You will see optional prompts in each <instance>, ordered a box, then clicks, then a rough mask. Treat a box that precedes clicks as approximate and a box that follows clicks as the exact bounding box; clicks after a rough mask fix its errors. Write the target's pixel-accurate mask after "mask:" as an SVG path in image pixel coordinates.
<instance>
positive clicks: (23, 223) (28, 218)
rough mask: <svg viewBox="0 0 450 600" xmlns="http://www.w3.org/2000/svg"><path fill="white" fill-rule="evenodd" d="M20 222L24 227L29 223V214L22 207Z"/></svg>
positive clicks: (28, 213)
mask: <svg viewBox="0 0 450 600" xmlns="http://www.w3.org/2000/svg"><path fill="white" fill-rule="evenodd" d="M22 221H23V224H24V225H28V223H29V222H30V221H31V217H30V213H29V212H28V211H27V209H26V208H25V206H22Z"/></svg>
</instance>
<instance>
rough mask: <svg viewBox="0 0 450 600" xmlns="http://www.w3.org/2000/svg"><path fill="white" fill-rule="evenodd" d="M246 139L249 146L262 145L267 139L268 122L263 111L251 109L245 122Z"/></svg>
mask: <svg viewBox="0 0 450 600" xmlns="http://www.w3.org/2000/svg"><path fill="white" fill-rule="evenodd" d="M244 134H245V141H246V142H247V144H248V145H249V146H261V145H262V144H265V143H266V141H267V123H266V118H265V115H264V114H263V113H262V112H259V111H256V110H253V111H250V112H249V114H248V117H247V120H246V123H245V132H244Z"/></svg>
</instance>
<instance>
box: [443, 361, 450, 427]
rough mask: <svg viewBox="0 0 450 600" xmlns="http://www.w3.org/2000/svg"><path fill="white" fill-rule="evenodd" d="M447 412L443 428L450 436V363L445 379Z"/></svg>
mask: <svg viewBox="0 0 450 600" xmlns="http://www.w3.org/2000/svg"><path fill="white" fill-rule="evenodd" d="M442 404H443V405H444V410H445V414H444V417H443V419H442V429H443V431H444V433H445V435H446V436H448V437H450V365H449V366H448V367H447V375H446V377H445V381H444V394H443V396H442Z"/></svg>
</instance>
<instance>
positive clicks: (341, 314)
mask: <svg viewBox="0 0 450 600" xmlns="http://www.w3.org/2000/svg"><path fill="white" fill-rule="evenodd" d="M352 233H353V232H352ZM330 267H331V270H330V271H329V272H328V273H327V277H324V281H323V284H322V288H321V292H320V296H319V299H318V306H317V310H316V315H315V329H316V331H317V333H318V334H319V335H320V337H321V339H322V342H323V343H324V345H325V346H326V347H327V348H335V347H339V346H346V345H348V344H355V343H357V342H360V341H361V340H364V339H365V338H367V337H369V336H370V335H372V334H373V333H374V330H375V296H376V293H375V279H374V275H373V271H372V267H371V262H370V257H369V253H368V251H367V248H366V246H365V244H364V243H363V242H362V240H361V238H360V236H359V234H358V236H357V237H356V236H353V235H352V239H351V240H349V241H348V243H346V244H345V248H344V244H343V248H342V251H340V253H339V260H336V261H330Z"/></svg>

Activity:
Copy out every line of the rows above without changing a single character.

Answer for this exercise:
You will see optional prompts in each <instance>, ordered a box, then clicks, then a rough mask. Treat a box that precedes clicks as approximate and a box that follows clicks as the exact bounding box; clicks after a rough mask fix its errors. Write the target's pixel-accurate mask after "mask:" as an SVG path in image pixel coordinates.
<instance>
positive clicks: (23, 223) (28, 218)
rough mask: <svg viewBox="0 0 450 600" xmlns="http://www.w3.org/2000/svg"><path fill="white" fill-rule="evenodd" d="M20 222L24 227L29 223V214L22 207Z"/></svg>
positive clicks: (28, 213)
mask: <svg viewBox="0 0 450 600" xmlns="http://www.w3.org/2000/svg"><path fill="white" fill-rule="evenodd" d="M22 221H23V224H24V225H28V223H29V222H30V221H31V217H30V213H29V212H28V211H27V209H26V208H25V206H22Z"/></svg>
</instance>
<instance>
rough mask: <svg viewBox="0 0 450 600" xmlns="http://www.w3.org/2000/svg"><path fill="white" fill-rule="evenodd" d="M246 139L249 146L262 145L267 139L268 122L263 111L251 109L245 122Z"/></svg>
mask: <svg viewBox="0 0 450 600" xmlns="http://www.w3.org/2000/svg"><path fill="white" fill-rule="evenodd" d="M244 134H245V141H246V142H247V144H248V145H249V146H261V145H262V144H265V143H266V141H267V123H266V118H265V115H264V114H263V113H262V112H259V111H256V110H253V111H250V112H249V114H248V117H247V120H246V123H245V132H244Z"/></svg>
</instance>
<instance>
box: [443, 361, 450, 427]
rough mask: <svg viewBox="0 0 450 600" xmlns="http://www.w3.org/2000/svg"><path fill="white" fill-rule="evenodd" d="M447 412L443 428L450 436V363L445 379Z"/></svg>
mask: <svg viewBox="0 0 450 600" xmlns="http://www.w3.org/2000/svg"><path fill="white" fill-rule="evenodd" d="M442 404H443V405H444V410H445V414H444V417H443V419H442V429H443V431H444V433H445V435H446V436H448V437H450V365H449V366H448V367H447V375H446V377H445V381H444V394H443V396H442Z"/></svg>
</instance>
<instance>
positive clicks: (341, 314)
mask: <svg viewBox="0 0 450 600" xmlns="http://www.w3.org/2000/svg"><path fill="white" fill-rule="evenodd" d="M352 233H353V232H352ZM330 267H331V270H330V271H329V272H328V273H327V277H324V281H323V284H322V288H321V292H320V296H319V299H318V306H317V310H316V315H315V329H316V331H317V333H318V334H319V335H320V337H321V339H322V342H323V343H324V345H325V346H326V347H327V348H335V347H339V346H346V345H348V344H355V343H357V342H360V341H361V340H364V339H365V338H367V337H369V336H370V335H372V334H373V333H374V330H375V296H376V293H375V279H374V275H373V271H372V267H371V262H370V257H369V253H368V251H367V248H366V246H365V244H364V243H363V242H362V240H361V238H360V236H359V234H358V236H357V237H356V236H353V235H352V239H351V240H349V241H348V243H346V244H345V248H344V244H343V248H342V251H340V253H339V260H336V261H330Z"/></svg>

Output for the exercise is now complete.